-------- RECORDED INFORMATION --------
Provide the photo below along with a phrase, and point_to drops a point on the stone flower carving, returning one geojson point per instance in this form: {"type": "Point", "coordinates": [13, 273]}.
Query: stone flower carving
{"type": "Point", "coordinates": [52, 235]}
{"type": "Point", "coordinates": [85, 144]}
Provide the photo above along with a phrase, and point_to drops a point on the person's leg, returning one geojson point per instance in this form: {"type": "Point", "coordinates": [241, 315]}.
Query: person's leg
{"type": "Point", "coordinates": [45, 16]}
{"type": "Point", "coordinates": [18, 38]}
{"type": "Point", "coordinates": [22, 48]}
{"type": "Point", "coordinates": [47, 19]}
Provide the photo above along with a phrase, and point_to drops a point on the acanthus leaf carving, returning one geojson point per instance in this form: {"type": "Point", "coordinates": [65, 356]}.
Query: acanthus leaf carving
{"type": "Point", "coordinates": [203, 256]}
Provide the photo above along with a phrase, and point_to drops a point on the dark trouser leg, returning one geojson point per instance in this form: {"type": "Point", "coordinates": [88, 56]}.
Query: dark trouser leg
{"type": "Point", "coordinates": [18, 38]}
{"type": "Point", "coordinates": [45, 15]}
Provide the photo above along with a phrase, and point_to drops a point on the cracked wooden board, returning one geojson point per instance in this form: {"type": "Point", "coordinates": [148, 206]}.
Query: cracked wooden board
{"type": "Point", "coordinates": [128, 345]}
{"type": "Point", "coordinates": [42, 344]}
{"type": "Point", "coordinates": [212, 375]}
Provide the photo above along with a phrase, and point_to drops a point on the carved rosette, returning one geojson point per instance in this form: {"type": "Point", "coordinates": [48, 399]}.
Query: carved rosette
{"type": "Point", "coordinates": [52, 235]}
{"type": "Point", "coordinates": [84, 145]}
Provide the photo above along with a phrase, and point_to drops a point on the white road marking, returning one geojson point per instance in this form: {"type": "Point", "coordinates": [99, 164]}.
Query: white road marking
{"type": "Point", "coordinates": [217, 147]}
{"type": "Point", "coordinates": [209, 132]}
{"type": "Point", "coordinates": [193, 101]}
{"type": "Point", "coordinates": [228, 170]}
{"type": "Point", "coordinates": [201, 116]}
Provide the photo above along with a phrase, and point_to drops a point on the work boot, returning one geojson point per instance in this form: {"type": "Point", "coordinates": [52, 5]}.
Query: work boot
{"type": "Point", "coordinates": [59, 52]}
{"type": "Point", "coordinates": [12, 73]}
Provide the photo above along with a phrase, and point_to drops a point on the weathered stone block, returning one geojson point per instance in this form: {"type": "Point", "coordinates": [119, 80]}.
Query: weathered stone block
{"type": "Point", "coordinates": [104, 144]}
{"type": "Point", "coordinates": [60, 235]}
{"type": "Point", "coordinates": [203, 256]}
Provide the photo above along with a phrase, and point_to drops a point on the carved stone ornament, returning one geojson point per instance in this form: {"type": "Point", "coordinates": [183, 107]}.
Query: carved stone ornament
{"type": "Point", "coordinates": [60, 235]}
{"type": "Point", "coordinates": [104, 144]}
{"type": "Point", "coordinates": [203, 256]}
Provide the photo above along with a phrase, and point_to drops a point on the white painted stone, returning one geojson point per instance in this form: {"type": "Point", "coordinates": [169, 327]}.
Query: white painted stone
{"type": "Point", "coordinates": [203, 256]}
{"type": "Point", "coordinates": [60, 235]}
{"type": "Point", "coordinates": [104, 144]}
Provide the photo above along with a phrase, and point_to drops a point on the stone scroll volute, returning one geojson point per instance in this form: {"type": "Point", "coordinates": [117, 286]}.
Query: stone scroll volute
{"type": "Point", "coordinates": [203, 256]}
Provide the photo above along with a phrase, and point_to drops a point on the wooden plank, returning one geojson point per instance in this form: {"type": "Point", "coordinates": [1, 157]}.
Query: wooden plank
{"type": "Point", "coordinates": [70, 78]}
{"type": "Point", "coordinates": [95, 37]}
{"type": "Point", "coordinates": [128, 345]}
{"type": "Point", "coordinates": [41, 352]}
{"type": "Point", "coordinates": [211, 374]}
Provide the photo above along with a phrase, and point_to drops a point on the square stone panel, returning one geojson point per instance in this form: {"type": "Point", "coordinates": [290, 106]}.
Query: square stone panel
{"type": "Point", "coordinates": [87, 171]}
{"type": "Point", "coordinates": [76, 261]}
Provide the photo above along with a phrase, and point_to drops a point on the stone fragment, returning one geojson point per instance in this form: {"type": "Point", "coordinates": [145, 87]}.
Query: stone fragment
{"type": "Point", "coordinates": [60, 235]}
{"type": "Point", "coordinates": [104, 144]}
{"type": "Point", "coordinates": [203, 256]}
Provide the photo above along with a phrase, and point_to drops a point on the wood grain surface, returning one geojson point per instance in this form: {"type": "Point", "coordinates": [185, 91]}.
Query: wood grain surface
--------
## REQUIREMENTS
Please copy all of the lines above without changing a single character.

## FINAL RESULT
Provide the photo below along with a phrase, and point_to drops a point on the stone flower carving, returning one geojson point per instance in this form: {"type": "Point", "coordinates": [13, 273]}.
Query: stone flower carving
{"type": "Point", "coordinates": [52, 235]}
{"type": "Point", "coordinates": [85, 144]}
Provide the photo above along with a phrase, and point_to drops a point on the person's leg, returning one geojson point per instance in this form: {"type": "Point", "coordinates": [241, 315]}.
Query: person's leg
{"type": "Point", "coordinates": [45, 16]}
{"type": "Point", "coordinates": [18, 38]}
{"type": "Point", "coordinates": [22, 48]}
{"type": "Point", "coordinates": [47, 19]}
Provide the photo above along with a phrase, and point_to drops a point on the acanthus leaf carving, returning one geojson point per instance in this form: {"type": "Point", "coordinates": [65, 356]}.
Query: acanthus leaf carving
{"type": "Point", "coordinates": [203, 256]}
Provide the photo above along with a phrase, and point_to drops a point on the dark trouser leg, returning one geojson point per instance in this form: {"type": "Point", "coordinates": [88, 56]}.
Query: dark trouser leg
{"type": "Point", "coordinates": [18, 38]}
{"type": "Point", "coordinates": [45, 15]}
Provide the photo above along with a phrase, and point_to drops a point on the cracked wooden board, returning one geojson point per instance in this form: {"type": "Point", "coordinates": [148, 206]}.
Query: cracked wooden board
{"type": "Point", "coordinates": [128, 345]}
{"type": "Point", "coordinates": [42, 344]}
{"type": "Point", "coordinates": [212, 375]}
Provide the photo above along with a phrase, and point_to drops a point on the carved rosette, returning one geojson point per instance in this form: {"type": "Point", "coordinates": [48, 399]}.
Query: carved rosette
{"type": "Point", "coordinates": [52, 235]}
{"type": "Point", "coordinates": [84, 145]}
Provide the photo above along with a phrase, and point_to drops a point on the white road marking, returning one geojson point per instance in this form: {"type": "Point", "coordinates": [99, 164]}.
Query: white road marking
{"type": "Point", "coordinates": [217, 147]}
{"type": "Point", "coordinates": [209, 132]}
{"type": "Point", "coordinates": [193, 101]}
{"type": "Point", "coordinates": [228, 170]}
{"type": "Point", "coordinates": [201, 116]}
Provide the photo above along with a phrase, and point_to drops a point on the work boot, returning one geojson point per instance in this form: {"type": "Point", "coordinates": [52, 5]}.
Query: work boot
{"type": "Point", "coordinates": [59, 52]}
{"type": "Point", "coordinates": [12, 73]}
Provide the photo above along with a phrase, and point_to drops a point on the weathered stone block, returning one geojson point per instance in this form: {"type": "Point", "coordinates": [119, 80]}.
Query: weathered stone block
{"type": "Point", "coordinates": [104, 144]}
{"type": "Point", "coordinates": [60, 235]}
{"type": "Point", "coordinates": [203, 256]}
Provide the photo above along with a phrase, and point_to drops a point on the carved stone ornament, returning one geojson point per instance in this form: {"type": "Point", "coordinates": [183, 107]}.
Query: carved stone ornament
{"type": "Point", "coordinates": [60, 235]}
{"type": "Point", "coordinates": [104, 144]}
{"type": "Point", "coordinates": [203, 256]}
Provide the photo above along with a phrase, and point_to drops a point on the white painted stone, returning one geojson point per instance in this form: {"type": "Point", "coordinates": [169, 327]}.
Query: white painted stone
{"type": "Point", "coordinates": [203, 256]}
{"type": "Point", "coordinates": [60, 235]}
{"type": "Point", "coordinates": [104, 144]}
Provide the photo above along with a phrase, and point_to drops a point on the stone scroll volute, returning one geojson point per instance in this form: {"type": "Point", "coordinates": [117, 286]}.
Query: stone scroll volute
{"type": "Point", "coordinates": [203, 256]}
Provide the photo above along with a phrase, and point_to drops a point on the wooden plank, returning one geojson point per instance in this form: {"type": "Point", "coordinates": [1, 157]}.
Query: wooden plank
{"type": "Point", "coordinates": [70, 78]}
{"type": "Point", "coordinates": [95, 37]}
{"type": "Point", "coordinates": [128, 345]}
{"type": "Point", "coordinates": [41, 352]}
{"type": "Point", "coordinates": [211, 374]}
Provide the photo above along with a phrase, and point_to drops a point on the square stone panel, returning one geojson point per instance in this form: {"type": "Point", "coordinates": [290, 106]}.
Query: square stone panel
{"type": "Point", "coordinates": [87, 171]}
{"type": "Point", "coordinates": [76, 261]}
Provide the photo above along with a phrase, and point_to drops a point on the stone fragment, returning one geojson point per instance in this form: {"type": "Point", "coordinates": [145, 87]}.
Query: stone fragment
{"type": "Point", "coordinates": [60, 235]}
{"type": "Point", "coordinates": [104, 144]}
{"type": "Point", "coordinates": [203, 256]}
Provide the photo above along with a phrase, and point_to drops a point on the wood grain surface, returning one geojson point per instance in this form: {"type": "Point", "coordinates": [185, 91]}.
Query: wood grain surface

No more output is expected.